━━ Input rows
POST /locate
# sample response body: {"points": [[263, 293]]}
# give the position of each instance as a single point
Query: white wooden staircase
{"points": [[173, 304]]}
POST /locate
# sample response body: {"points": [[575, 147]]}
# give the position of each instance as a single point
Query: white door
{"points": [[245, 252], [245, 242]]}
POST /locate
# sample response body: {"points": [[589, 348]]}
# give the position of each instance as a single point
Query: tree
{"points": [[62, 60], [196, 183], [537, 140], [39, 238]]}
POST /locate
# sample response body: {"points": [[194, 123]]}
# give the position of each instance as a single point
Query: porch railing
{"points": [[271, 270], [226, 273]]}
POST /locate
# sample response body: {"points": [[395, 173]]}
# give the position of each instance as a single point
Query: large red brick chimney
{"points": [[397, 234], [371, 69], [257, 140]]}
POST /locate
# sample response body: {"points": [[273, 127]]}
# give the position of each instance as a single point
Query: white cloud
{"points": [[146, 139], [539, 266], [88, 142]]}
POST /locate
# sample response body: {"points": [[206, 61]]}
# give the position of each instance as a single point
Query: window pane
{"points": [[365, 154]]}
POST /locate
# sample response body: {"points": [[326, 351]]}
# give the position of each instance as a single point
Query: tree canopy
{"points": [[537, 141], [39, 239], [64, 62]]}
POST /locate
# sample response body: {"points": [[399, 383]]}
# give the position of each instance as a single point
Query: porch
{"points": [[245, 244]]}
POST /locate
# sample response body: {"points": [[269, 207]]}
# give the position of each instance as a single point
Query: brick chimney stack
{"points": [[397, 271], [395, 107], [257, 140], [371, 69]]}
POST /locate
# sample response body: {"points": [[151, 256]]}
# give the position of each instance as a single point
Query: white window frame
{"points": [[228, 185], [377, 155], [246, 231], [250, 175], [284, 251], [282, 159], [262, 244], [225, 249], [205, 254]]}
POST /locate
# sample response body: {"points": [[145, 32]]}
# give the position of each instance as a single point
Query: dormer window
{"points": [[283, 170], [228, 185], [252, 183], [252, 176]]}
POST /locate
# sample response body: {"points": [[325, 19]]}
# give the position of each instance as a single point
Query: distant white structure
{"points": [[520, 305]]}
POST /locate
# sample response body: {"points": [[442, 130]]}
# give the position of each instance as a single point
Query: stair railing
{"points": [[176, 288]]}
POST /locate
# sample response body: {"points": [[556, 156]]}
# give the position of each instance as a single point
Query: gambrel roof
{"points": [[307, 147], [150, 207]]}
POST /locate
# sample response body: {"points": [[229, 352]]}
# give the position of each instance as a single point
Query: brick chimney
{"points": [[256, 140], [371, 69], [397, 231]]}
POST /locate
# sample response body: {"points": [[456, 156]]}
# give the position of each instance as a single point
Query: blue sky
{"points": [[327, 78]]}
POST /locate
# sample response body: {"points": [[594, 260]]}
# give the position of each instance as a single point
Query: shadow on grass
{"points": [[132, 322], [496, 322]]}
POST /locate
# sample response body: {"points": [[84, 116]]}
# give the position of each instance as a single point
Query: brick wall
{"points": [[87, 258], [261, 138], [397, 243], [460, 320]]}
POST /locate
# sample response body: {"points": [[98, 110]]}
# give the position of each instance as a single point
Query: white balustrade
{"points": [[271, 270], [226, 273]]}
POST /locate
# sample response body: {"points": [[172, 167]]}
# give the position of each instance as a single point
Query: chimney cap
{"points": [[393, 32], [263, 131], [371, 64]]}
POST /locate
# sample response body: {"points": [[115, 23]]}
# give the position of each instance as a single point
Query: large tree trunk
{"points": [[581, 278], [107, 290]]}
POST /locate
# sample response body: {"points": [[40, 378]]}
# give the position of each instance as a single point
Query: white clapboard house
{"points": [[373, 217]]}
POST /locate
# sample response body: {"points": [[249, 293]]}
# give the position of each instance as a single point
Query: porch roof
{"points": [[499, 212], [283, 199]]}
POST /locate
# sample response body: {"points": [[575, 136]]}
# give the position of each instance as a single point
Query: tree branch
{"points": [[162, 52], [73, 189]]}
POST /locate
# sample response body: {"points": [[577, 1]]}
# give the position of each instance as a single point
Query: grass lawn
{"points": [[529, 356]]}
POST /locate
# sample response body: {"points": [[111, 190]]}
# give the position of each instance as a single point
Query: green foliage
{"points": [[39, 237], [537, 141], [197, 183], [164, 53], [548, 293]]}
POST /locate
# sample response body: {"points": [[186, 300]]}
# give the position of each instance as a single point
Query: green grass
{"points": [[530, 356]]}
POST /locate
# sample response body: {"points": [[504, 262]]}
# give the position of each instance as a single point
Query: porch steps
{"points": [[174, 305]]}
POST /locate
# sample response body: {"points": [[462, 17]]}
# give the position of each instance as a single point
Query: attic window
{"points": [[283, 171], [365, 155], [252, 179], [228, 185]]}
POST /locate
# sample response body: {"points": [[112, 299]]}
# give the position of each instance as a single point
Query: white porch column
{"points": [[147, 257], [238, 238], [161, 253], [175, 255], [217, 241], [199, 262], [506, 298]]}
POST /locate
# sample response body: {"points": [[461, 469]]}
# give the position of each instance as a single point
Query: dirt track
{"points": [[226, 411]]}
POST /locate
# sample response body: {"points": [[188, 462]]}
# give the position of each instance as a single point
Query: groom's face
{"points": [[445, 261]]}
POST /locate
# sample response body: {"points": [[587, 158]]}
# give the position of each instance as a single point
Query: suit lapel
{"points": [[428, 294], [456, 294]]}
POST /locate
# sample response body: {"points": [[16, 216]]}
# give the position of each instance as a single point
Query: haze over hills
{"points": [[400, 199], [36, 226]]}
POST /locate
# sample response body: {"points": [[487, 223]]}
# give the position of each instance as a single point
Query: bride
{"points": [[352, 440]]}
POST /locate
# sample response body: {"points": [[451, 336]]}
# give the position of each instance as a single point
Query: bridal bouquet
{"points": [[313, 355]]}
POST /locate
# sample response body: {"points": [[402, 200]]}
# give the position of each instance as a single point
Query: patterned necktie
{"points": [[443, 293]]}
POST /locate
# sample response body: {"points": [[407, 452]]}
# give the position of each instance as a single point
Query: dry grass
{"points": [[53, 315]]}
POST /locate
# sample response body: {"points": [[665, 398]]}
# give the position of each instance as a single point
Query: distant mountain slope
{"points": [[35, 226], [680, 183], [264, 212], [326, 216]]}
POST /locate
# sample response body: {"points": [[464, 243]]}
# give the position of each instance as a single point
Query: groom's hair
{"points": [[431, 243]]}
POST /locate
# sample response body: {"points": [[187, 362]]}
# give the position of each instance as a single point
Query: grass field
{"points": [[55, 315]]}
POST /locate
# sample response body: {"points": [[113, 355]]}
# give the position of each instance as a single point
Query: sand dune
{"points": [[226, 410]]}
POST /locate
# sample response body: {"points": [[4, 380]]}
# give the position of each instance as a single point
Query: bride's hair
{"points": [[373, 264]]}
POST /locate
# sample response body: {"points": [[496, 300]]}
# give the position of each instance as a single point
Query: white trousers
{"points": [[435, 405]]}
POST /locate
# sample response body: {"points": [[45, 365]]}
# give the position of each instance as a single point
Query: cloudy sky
━━━━
━━ Input rows
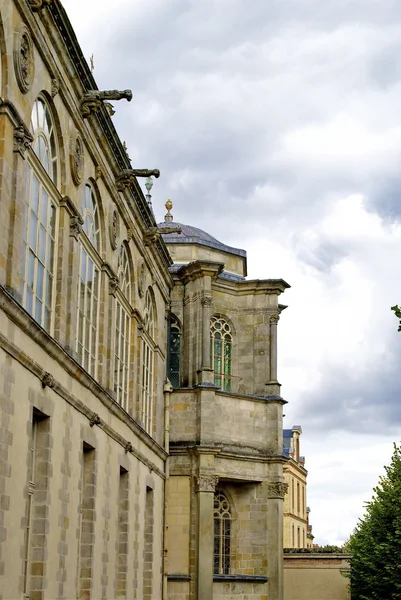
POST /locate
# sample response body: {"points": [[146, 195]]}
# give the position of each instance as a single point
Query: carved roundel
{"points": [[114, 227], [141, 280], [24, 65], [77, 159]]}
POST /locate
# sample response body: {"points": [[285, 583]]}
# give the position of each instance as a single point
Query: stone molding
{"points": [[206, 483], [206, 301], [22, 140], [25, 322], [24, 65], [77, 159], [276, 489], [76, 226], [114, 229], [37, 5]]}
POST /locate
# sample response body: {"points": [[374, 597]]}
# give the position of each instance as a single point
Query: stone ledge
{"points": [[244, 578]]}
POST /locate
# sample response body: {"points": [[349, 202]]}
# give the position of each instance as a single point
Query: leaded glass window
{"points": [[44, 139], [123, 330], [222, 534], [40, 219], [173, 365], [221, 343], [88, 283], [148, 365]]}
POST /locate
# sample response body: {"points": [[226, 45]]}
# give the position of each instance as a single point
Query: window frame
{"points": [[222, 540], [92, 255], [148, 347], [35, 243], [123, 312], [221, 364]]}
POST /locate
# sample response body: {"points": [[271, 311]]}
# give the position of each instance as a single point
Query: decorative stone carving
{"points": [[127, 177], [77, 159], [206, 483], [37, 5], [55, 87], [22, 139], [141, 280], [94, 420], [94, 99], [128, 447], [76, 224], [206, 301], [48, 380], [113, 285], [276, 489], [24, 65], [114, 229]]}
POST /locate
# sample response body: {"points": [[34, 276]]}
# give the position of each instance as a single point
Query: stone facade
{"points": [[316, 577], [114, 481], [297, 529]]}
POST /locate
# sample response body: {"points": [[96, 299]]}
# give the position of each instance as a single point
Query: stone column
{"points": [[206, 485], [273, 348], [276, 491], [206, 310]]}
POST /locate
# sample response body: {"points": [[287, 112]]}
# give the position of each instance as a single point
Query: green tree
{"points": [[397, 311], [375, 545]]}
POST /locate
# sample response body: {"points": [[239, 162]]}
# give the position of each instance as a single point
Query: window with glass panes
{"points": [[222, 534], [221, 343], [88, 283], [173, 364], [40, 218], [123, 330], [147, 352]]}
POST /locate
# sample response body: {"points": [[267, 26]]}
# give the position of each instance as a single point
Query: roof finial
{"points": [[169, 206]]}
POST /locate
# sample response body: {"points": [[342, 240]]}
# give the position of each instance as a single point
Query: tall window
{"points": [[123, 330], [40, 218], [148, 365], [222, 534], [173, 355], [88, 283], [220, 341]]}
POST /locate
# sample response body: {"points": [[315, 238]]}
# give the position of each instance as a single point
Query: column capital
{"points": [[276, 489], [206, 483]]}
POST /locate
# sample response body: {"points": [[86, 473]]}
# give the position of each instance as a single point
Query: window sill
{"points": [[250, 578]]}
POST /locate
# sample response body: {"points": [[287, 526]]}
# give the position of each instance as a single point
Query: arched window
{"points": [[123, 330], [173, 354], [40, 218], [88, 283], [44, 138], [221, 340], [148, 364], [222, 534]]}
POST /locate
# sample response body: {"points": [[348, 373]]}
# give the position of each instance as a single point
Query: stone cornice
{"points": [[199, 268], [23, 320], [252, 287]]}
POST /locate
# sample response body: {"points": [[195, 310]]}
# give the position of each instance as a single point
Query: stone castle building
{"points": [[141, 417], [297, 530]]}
━━━━
━━ Input rows
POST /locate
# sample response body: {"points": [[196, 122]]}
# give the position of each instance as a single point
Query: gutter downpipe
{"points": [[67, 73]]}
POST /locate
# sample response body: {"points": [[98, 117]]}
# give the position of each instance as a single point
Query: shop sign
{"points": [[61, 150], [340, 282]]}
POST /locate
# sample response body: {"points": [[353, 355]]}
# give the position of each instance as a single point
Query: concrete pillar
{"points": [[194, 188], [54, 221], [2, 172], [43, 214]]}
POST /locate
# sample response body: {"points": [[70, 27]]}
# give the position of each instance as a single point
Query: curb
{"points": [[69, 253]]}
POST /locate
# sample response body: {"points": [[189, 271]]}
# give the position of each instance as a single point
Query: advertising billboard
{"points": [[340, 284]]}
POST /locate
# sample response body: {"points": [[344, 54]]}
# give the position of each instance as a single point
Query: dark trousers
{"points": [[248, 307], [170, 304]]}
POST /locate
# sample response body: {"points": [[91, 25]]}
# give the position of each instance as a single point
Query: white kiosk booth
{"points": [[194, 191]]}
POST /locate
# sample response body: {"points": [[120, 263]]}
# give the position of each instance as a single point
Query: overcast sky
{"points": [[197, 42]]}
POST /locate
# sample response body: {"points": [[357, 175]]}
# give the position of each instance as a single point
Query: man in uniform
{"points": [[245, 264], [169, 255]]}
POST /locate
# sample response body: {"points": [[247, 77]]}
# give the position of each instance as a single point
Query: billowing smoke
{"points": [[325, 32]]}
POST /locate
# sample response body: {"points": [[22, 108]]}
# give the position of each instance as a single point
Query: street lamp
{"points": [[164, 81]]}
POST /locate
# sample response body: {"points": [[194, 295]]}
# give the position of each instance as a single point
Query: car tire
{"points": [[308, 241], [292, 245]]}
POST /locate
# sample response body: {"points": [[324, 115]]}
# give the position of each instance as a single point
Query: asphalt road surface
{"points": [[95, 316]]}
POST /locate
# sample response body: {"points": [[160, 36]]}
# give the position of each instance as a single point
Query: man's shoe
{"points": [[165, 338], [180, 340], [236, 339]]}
━━━━
Required task
Please pull out each line of the items above that contains the word "grass", and copy those lines in full.

Solution for this task
Query: shadow on grass
Query: grass lawn
Query: green grass
Query: dry grass
Query: grass field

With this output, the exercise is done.